Problem to work on>
Everything in the entries below except the pictures must be returned exactly.

Data in this exercise>
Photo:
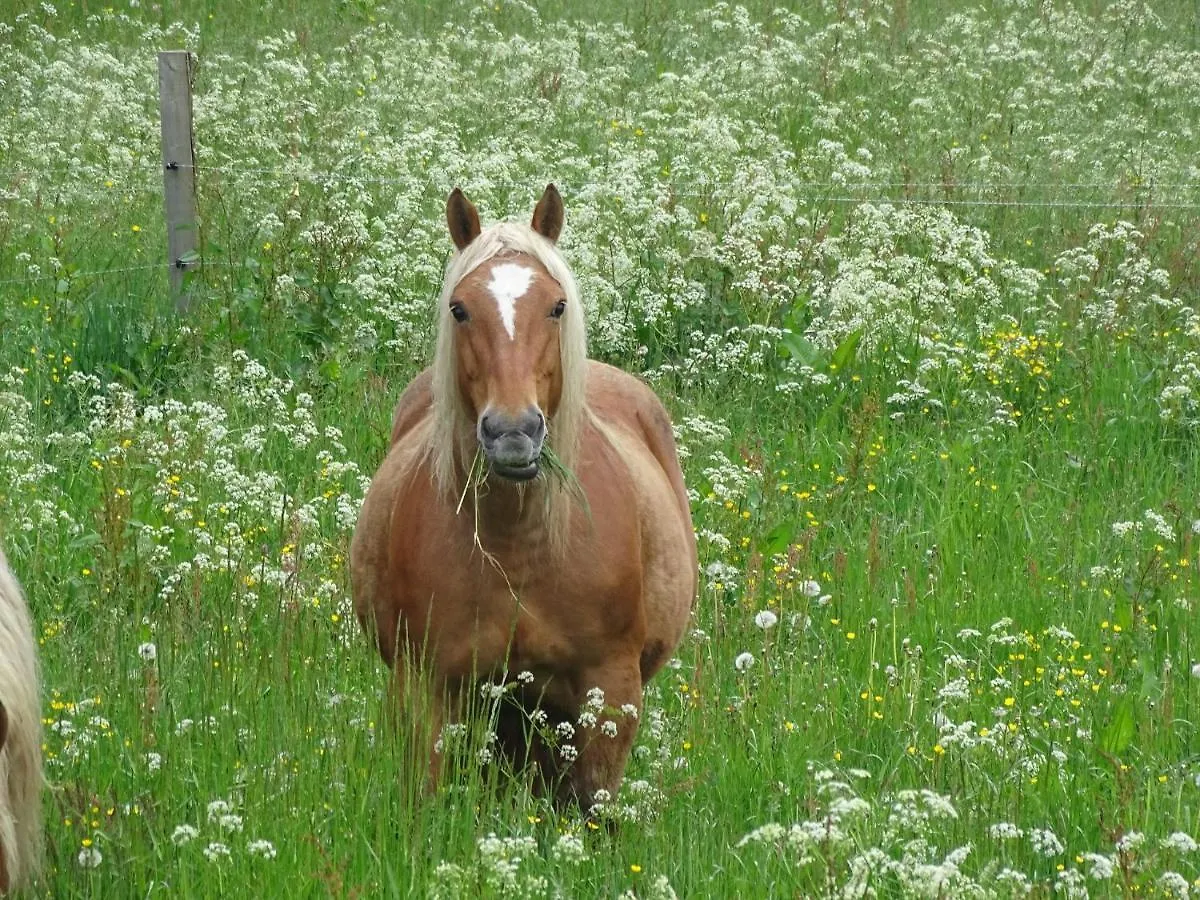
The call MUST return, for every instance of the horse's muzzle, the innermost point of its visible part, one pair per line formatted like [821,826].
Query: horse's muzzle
[513,443]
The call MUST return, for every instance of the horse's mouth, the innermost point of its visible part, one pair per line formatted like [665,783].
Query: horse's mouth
[516,473]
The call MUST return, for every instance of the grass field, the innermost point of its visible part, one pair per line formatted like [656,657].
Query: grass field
[918,282]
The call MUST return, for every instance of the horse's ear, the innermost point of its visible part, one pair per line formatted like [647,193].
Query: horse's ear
[547,215]
[462,219]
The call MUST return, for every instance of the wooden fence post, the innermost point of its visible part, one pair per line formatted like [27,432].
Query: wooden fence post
[179,169]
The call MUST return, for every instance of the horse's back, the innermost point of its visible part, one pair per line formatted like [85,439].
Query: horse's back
[639,424]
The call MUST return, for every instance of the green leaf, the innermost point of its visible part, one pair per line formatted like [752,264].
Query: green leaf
[792,346]
[778,539]
[844,357]
[1120,730]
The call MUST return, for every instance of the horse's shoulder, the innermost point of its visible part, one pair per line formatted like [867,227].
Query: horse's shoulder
[621,397]
[413,405]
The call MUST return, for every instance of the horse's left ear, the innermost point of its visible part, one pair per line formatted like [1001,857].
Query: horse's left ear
[461,219]
[547,215]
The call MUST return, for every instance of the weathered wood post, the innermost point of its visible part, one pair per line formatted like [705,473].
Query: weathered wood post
[179,169]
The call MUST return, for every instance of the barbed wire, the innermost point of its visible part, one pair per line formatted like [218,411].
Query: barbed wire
[91,274]
[817,191]
[694,189]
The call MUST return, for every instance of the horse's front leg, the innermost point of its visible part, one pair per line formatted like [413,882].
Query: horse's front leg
[423,703]
[610,708]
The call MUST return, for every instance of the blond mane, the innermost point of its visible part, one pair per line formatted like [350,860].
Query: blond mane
[451,438]
[21,759]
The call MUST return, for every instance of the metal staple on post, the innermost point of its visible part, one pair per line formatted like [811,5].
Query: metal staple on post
[179,169]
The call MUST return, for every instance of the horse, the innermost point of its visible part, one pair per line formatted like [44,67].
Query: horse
[21,739]
[529,517]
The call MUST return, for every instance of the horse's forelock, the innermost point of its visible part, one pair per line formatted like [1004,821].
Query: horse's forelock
[451,429]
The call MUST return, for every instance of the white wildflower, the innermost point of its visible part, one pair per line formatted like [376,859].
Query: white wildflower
[216,851]
[1179,841]
[1045,841]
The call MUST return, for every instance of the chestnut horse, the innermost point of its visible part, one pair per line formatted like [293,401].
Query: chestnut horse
[21,739]
[531,515]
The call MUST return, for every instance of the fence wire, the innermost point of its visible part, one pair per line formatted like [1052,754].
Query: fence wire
[832,192]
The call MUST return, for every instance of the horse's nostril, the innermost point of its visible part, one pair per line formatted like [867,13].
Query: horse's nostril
[489,430]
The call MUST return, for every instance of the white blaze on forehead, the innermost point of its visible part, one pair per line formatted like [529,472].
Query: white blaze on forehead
[508,285]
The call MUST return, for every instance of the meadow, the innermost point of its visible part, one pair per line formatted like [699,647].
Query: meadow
[918,282]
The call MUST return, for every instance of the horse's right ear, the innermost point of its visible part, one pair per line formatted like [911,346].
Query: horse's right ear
[462,219]
[547,215]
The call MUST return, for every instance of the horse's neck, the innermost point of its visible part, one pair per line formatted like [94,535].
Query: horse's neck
[513,511]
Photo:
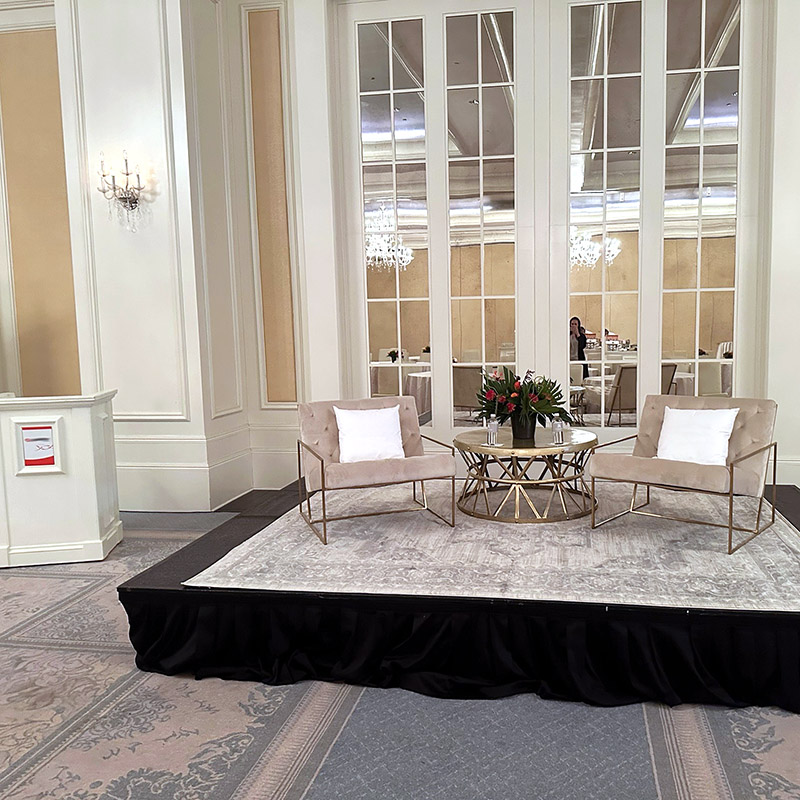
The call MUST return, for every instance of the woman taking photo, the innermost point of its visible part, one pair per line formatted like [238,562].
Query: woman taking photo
[577,343]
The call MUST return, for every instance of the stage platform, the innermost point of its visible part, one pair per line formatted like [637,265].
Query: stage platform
[641,609]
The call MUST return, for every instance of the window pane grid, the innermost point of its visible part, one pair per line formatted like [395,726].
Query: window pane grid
[699,298]
[604,220]
[394,180]
[481,188]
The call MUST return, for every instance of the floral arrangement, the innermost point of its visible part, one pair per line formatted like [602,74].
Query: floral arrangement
[532,397]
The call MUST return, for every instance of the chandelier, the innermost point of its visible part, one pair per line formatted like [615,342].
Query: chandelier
[583,252]
[384,249]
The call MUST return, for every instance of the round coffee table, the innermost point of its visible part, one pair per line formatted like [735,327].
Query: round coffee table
[525,484]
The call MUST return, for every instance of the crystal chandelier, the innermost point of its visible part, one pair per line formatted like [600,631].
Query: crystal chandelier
[583,252]
[384,249]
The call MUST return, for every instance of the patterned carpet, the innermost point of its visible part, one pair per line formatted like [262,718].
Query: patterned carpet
[79,722]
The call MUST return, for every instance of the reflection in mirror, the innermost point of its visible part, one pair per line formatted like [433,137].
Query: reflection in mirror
[465,195]
[683,34]
[381,283]
[682,181]
[683,108]
[622,272]
[678,325]
[414,326]
[586,115]
[407,58]
[718,254]
[722,33]
[376,128]
[414,279]
[719,180]
[383,381]
[624,37]
[721,106]
[382,318]
[498,267]
[500,334]
[412,195]
[586,34]
[586,189]
[466,321]
[498,193]
[716,320]
[498,120]
[409,125]
[462,122]
[465,270]
[462,50]
[373,57]
[622,186]
[497,47]
[624,111]
[680,254]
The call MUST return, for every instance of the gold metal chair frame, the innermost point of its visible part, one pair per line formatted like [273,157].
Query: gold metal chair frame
[753,532]
[322,534]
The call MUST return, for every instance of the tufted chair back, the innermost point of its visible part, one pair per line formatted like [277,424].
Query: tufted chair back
[318,429]
[754,428]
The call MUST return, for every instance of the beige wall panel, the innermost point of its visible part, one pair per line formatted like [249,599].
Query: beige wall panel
[623,274]
[716,320]
[466,319]
[37,200]
[414,326]
[465,270]
[498,266]
[680,263]
[382,321]
[717,262]
[414,278]
[271,205]
[678,317]
[622,315]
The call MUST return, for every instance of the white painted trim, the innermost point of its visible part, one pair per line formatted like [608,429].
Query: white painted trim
[174,223]
[79,194]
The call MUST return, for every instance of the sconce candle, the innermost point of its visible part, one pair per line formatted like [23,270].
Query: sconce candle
[125,195]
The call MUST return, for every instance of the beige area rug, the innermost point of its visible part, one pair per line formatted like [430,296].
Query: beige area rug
[78,721]
[636,560]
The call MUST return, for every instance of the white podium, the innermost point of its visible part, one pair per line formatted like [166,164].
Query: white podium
[59,498]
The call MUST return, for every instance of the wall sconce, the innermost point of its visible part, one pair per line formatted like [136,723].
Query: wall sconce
[122,192]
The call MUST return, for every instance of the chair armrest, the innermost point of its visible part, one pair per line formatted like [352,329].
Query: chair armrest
[442,444]
[752,453]
[616,441]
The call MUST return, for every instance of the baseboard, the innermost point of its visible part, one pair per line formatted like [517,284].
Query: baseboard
[62,552]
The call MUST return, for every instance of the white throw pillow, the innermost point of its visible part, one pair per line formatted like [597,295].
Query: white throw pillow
[698,435]
[369,434]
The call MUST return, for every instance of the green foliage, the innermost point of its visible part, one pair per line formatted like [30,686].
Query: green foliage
[533,396]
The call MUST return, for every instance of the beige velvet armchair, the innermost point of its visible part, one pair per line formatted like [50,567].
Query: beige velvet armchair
[319,470]
[749,451]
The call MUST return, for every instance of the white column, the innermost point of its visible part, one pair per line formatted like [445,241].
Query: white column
[784,283]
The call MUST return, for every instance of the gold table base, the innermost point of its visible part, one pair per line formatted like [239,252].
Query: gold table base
[514,487]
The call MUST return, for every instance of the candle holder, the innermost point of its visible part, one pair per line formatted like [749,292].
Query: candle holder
[123,193]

Answer section>
Photo:
The call MUST return, for every instance of the horse's muzzle, the innermost point of its visible part, one pair per line formatted like [821,826].
Query: horse's muzzle
[513,443]
The call MUST return, for every instance of the horse's mouth, the innermost point of its visible part, one pair per line formatted like [665,783].
Query: horse's mouth
[516,473]
The call MUST return, for every instance of the grass field, the innermost point of its visible part, one pair per line formatted like [656,657].
Query: grass field
[918,282]
The call MUST return, for every instance of the horse's ear, the innermost point of its visible part, one pair per line formatted like [647,193].
Query: horse's ear
[547,215]
[462,219]
The call MUST return, for every instance of the wooden fence post, the innermost point of its visible part, one pair per line formatted like [27,432].
Query: wooden fence post
[179,169]
The call MUST return, for every instance of the horse's back, the innermost point of its visible part, one pair per line formatted like [85,439].
Query: horse's back
[639,424]
The call MUST return, for every instance of the green leaf, the innermost point of its visible part, one pair per line formatted like [752,264].
Query: green leaf
[792,346]
[778,539]
[844,357]
[1120,730]
The call MUST return, for every instance of the horse's shoulder, the innermost point of its visible part, one pair per line formatted like [867,227].
Query: horse's shoulder
[621,397]
[413,405]
The call MUST return, for every instance of the horse's left ear, the innermost point of its visible part, one pair per line formatted like [1001,857].
Query: horse's left ear
[461,219]
[547,215]
The call MUST return, for every instance of the weathered wood post, the innermost point of its visible part, one pair per line formatted like [705,473].
Query: weathered wood post
[179,169]
The call MUST return, for every instance of the barbed wire, the innermost point of its visible part, one pair per line formatted like [218,411].
Query: barbed wire
[91,274]
[817,191]
[694,189]
The call MUST return, for every instance of the horse's front leg, the innermost point of its visible part, one pair per line formatted like [413,882].
Query: horse's front leg
[423,703]
[610,708]
The call MUST return, for every instance of the blond mane, the innermost point of its visible part, one pair per line formatted like [350,860].
Query: blond mane
[451,438]
[21,759]
The call MUST return, for every instance of the metal staple on post, the innermost point of its visible part, one pair per line formatted like [811,5].
Query: metal staple on post
[179,169]
The call MUST return, for every instance of the horse, the innermost point of its visible part, one pair per line formatted like [44,67].
Query: horse
[21,739]
[529,517]
The call MUST return, for every instance of the horse's forelock, the innermost point of its visible part, one pair per line formatted like [1004,821].
Query: horse's forelock
[451,429]
The call MUST return, for every instance of the white wildflower, the innermost point of its visible part, one pair per line formatted like [376,859].
Query: white wildflower
[216,851]
[1179,841]
[1045,841]
The call MUST return, for every instance of the chestnut horse, the innermost point of its visible part, one pair per line formatted like [293,401].
Query: chestnut horse
[21,739]
[531,515]
The call MUST return, for every instance of the fence wire, the innermost point of its visible part, one pair per line formatted like [1052,754].
Query: fence wire
[832,192]
The call MUST return, for every instance of the horse's nostril, the innermost point of its visible part, one pair per line formatted like [867,13].
Query: horse's nostril
[489,430]
The call MUST return, for every instance of the white blaze on forehead, the innermost point of its visible part, one pair per line formatted like [529,472].
Query: white blaze on forehead
[508,285]
The call MUST return, for every instance of the meadow, the innermost point of its visible part, one pair per line formatted like [699,647].
Query: meadow
[918,282]
The call MUST return, for every instance of the horse's right ear, the innermost point of its visible part, one pair per line formatted like [911,346].
Query: horse's right ear
[462,219]
[547,215]
The call MUST return, for every instance of the horse's neck, the innermost point of its visible part, one pair per line formatted like [94,535].
Query: horse's neck
[513,511]
Photo:
The call MUST return, for every instance of the woman taking photo, the innermost point of its visible part, one pair per line formatted like [238,562].
Query: woman taking photo
[577,343]
The call MUST return, for every instance of the stage platform, the innermost point of its visible part, one pair per line formatted like [637,265].
Query: stage platform
[641,609]
The call MUST return, for every instance of the window pane grid, the innermost point of its visible part, one pair per line formatted like [395,726].
Query: window pane grid
[699,298]
[604,220]
[394,180]
[481,188]
The call MUST return, for every instance of the floral arrangement, the innermost point of its visible part, one pair per line formatted like [602,74].
Query: floral arrangement
[532,397]
The call MUST return, for every instance of the chandelier, the innermost point of its visible part, one pair per line formatted like [615,342].
Query: chandelier
[583,252]
[384,249]
The call MUST return, for every instance of the round coffee table, the innermost point of its visible part, one pair per line formatted like [735,327].
Query: round coffee table
[525,484]
The call MUST return, for every instance of the crystal chandelier, the innermost point of its visible part, one pair per line formatted like [600,631].
Query: crystal chandelier
[583,252]
[384,249]
The call MUST return, for every instance of the patterned carpet, the innermost point of its visible part, one pair per line formatted like [262,718].
Query: patterned carpet
[79,722]
The call MUST return, for every instance of the reflection in mirror, the innermost point of its visible part, one pair per line formatted like [433,137].
Query: reflection in mirror
[465,195]
[683,34]
[381,283]
[682,181]
[683,108]
[622,272]
[678,325]
[414,326]
[586,115]
[407,58]
[718,254]
[722,33]
[376,128]
[414,279]
[719,180]
[383,381]
[624,37]
[721,106]
[382,318]
[498,267]
[500,334]
[412,195]
[586,34]
[586,189]
[466,321]
[498,193]
[716,320]
[498,120]
[409,125]
[462,122]
[465,270]
[462,50]
[373,57]
[622,186]
[497,47]
[624,111]
[680,254]
The call MUST return, for every instance of the gold metal chair frame, the innermost point of its visible part, one pair per line formatted like [273,157].
Query: gold metal chair frame
[753,532]
[322,534]
The call MUST return, for every instance of the tufted chair back, the innermost point of its visible part, one pair per line formatted like [277,424].
Query: tufted chair back
[318,429]
[754,428]
The call MUST return, for every instance of the beige wall panel, the innermost point of its visible part, one pair per line formatted like [249,599].
Query: beige wall panel
[623,274]
[716,320]
[466,319]
[37,200]
[414,326]
[465,270]
[498,266]
[680,263]
[382,321]
[717,262]
[414,278]
[271,205]
[678,317]
[622,315]
The call MUST return, for every instance of the white painted trim, the innermost point of its visible part, one pair per line formatted like [608,429].
Query: white painted trim
[174,223]
[79,194]
The call MUST return, for every instance of the sconce candle, the innermost point of its visible part, one pair per line formatted like [23,270].
Query: sconce candle
[125,195]
The call MUST return, for every instance of the beige area rug, the innermost point of its visible part, one pair per line formatted like [430,296].
Query: beige area rug
[78,721]
[636,560]
The call MUST return, for every instance of the white podium, the innermost point of its visible part, one pair per line formatted like [166,164].
Query: white podium
[59,498]
The call MUST return, for every instance of the wall sconce, the innermost point of its visible part, one pair per line formatted like [136,723].
Query: wall sconce
[122,192]
The call MUST return, for every instance of the chair armrest, the innermost point of its visible part, one pair per line formatted like [352,329].
Query: chair armrest
[442,444]
[752,453]
[616,441]
The call MUST return, for every instance of the baseboard, the innermost point of its visible part, one pair per line formatted like [517,284].
Query: baseboard
[62,552]
The call MUST return, for every instance of the white throw pillow, the innermost point of its visible part, one pair per line formatted like [597,295].
Query: white throw pillow
[698,435]
[369,434]
The call MUST return, for every instance of the green foliage, the innermost point of its visible part, one pair per line formatted like [30,686].
Query: green foliage
[533,396]
The call MUST return, for every instance of the beige velvet armchair, the innermost point of its visible part, one pair per line formatted like [50,567].
Query: beige velvet armchair
[319,470]
[749,451]
The call MUST return, for every instance of the white column, the innermost point of its visible part, one pair per line formatted like [445,241].
Query: white column
[784,283]
The call MUST return, for every instance of the gold table base, the innermost point of its visible part, one pair per line formatted like [239,252].
Query: gold table base
[514,487]
The call MUST return, for every instance of the candle holder, the innermost point of its visible part, one pair per line formatted like [749,292].
Query: candle holder
[123,193]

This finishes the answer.